▶ [ABOUT THIS EXERCISE]
Line by line, reproduce the records exactly.
= = = = = = =
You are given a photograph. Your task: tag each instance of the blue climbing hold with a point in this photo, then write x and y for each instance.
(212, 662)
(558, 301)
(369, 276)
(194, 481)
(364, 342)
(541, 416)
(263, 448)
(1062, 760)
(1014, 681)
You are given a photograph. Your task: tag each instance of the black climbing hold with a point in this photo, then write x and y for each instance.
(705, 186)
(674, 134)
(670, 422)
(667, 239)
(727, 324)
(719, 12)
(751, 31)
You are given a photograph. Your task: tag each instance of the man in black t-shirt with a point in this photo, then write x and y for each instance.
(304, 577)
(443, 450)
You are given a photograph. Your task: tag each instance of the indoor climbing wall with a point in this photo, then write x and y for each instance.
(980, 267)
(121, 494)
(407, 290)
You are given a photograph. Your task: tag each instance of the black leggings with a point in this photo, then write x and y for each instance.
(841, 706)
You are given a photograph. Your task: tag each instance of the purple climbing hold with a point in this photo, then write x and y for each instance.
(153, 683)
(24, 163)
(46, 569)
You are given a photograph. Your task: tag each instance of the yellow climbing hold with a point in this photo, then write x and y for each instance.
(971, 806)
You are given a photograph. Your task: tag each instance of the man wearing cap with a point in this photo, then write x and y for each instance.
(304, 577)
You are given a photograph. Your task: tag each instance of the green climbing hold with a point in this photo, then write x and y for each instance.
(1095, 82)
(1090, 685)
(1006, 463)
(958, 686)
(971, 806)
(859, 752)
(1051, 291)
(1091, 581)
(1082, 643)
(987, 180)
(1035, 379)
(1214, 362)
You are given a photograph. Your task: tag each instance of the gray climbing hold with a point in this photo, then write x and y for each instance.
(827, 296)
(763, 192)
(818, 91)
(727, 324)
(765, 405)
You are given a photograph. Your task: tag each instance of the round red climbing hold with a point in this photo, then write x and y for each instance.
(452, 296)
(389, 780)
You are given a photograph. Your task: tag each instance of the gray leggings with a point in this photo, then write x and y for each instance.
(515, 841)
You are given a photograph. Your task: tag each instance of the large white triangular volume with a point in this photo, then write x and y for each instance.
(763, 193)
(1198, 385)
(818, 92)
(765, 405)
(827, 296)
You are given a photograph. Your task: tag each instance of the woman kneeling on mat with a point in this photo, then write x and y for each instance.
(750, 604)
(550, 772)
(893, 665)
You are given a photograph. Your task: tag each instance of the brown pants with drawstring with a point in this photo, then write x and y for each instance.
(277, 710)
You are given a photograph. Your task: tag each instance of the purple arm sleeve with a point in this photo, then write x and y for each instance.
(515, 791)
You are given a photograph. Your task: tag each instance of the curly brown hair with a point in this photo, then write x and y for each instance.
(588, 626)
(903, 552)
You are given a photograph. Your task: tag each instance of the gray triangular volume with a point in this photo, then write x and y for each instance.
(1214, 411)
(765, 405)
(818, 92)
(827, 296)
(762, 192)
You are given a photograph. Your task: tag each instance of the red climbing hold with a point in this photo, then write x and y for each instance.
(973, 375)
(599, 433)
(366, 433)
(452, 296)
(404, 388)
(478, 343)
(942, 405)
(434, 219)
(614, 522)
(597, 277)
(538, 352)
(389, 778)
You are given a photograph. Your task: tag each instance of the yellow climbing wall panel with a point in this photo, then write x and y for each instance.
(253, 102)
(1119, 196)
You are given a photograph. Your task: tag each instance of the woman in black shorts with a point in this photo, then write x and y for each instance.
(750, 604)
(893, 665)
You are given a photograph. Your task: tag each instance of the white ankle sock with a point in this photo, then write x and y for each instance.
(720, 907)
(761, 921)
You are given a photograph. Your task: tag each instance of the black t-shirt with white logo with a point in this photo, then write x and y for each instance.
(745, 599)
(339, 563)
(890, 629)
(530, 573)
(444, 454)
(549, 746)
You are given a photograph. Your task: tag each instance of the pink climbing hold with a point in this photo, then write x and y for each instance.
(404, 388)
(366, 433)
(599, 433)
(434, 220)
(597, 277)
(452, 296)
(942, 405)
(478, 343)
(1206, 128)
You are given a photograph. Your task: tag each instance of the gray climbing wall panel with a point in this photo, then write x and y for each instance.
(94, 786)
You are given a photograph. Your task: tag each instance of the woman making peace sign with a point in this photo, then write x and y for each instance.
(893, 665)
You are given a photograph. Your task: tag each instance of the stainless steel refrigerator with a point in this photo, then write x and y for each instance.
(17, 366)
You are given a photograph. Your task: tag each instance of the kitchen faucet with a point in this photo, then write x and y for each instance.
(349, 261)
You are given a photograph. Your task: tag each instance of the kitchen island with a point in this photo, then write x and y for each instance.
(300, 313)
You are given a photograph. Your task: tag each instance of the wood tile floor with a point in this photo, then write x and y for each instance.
= = = = = = =
▶ [ANSWER]
You are given a photograph. Your task: tag each instance of the blue climbing hold with a point in this photo, then write x and y for each instance.
(212, 662)
(558, 301)
(369, 276)
(194, 481)
(364, 342)
(541, 416)
(263, 448)
(1062, 760)
(1014, 681)
You are given a photograph. Your task: tag each instance of the black climbing hold with a point in this photo, then write x and y for each instance.
(705, 186)
(674, 134)
(670, 422)
(667, 239)
(727, 324)
(719, 12)
(751, 31)
You are given a photograph. Your task: tag each instance of the man in black t-shirt with a point in this photo, then write x and y for each instance.
(304, 577)
(443, 450)
You are given a photograph. Your task: tag each instance of the indoor climbing wall with a point in this photo, then write x and y for each instance.
(980, 267)
(121, 494)
(407, 290)
You are given a photograph. Your task: tag each instance of the black leggings with a point in this photo, then write x and y for each instance.
(841, 706)
You are given a photograph. Your task: tag each instance of the purple climbing hold with a point in this photo, then write x and y for each instance.
(153, 683)
(24, 163)
(46, 569)
You are given a photograph. Your task: tag each instance of the yellow climbing hold with a point in this photo, then write x and y for each instance.
(971, 806)
You are given a photograph. Your task: tag each instance of the man wearing cap with a point in this photo, then write x and y for each instance.
(304, 577)
You are given a photograph. Your task: tag each instance of the green climbing hold with a point in this photo, then write x and y for each instance.
(1095, 82)
(1090, 685)
(1006, 463)
(958, 686)
(971, 806)
(859, 752)
(1051, 291)
(1091, 581)
(1082, 643)
(987, 180)
(1035, 379)
(1214, 362)
You are given a photograph. Your task: tag each instance of the gray climbing hold with a point in this photo, then write x and y for each instance.
(827, 296)
(763, 192)
(818, 91)
(727, 324)
(765, 405)
You are given a photograph. Your task: tag each instance of the round red climbing hold with a point in this photo, then write x and y for each instance.
(452, 296)
(389, 780)
You are given a photograph. Your task: tag each instance of the gray leggings with a point in this photo, then write x and y for each instance.
(515, 841)
You are given a photograph. Your task: tag each instance of the large white triangular volume with a point in this photo, then write x and y for each instance.
(763, 193)
(1198, 385)
(818, 92)
(765, 405)
(827, 296)
You are given a photograph. Your task: tag each instance of the woman kneeling on mat with a point in this photo, then write x and y for each instance.
(750, 604)
(550, 772)
(893, 665)
You are given a photograph. Your task: tag each instance of the brown pants with drawstring with a point in this photo, then write x and y for each instance.
(277, 710)
You are given a photograph. Your task: tag each instance of the purple arm sleeve with a point in this photo, then write x and y for each instance.
(515, 791)
You are given a photograph. Your task: tag each instance of the curly brown hair with a point in this photo, then write x and y for each instance.
(588, 626)
(903, 552)
You are given a photograph. Your task: tag each instance of the gray triangular volume with a point in this photo, then write x and y for each instance.
(1214, 411)
(765, 405)
(818, 92)
(827, 296)
(762, 192)
You are given a photograph. Your task: tag each instance of the red climbing hold with a point in this photo, then write x and y for each instance.
(973, 375)
(599, 433)
(366, 433)
(452, 296)
(404, 388)
(478, 343)
(942, 405)
(434, 219)
(614, 522)
(597, 277)
(538, 352)
(389, 778)
You are given a photograph. Your task: tag each instance of the yellow climbing wall panel with a point in this photo, then write x and y for each instance.
(253, 102)
(1119, 196)
You are given a photograph. Your task: tag each instance of the woman in black shorts with a point in this photo, then write x and y for each instance.
(750, 604)
(893, 665)
You are given a photograph. Your task: tag each instance of the white ankle sock with a point in this photo, then write x and y for each instance.
(720, 907)
(761, 921)
You are given a photograph. Your task: tag each instance of the black t-shirt with white logo with a point in this photo, then write x and y for each instance.
(745, 599)
(339, 563)
(890, 629)
(530, 573)
(444, 454)
(549, 746)
You are given a photograph. Your task: tag each instance of the pink climbing hold with a point in this photo, then write x and y for each instance.
(404, 388)
(366, 433)
(599, 433)
(434, 220)
(597, 277)
(452, 296)
(942, 405)
(478, 343)
(1206, 128)
You are given a photograph. Your task: tag each instance of the gray climbing wall panel with a point in this photo, then write x and y for each instance.
(94, 786)
You are given a photograph. Your task: tag each instance of the woman making peace sign with a point in this photo, then write x and y for each instance.
(893, 665)
You are given a photograph. Your task: tag each instance of the stainless steel refrigerator with a point in this photo, then write x and y for each instance.
(17, 366)
You are given a photograph. Your task: tag each instance of the kitchen faucet with a point in this photo, then write x and y for each instance.
(349, 261)
You are given a photograph. Your task: tag each instance of the kitchen island with a point in this photo, then write x and y for each instance.
(300, 313)
You are given a photograph. Your task: tag each instance of the wood tile floor with a point in this photo, then write x and y for each instance.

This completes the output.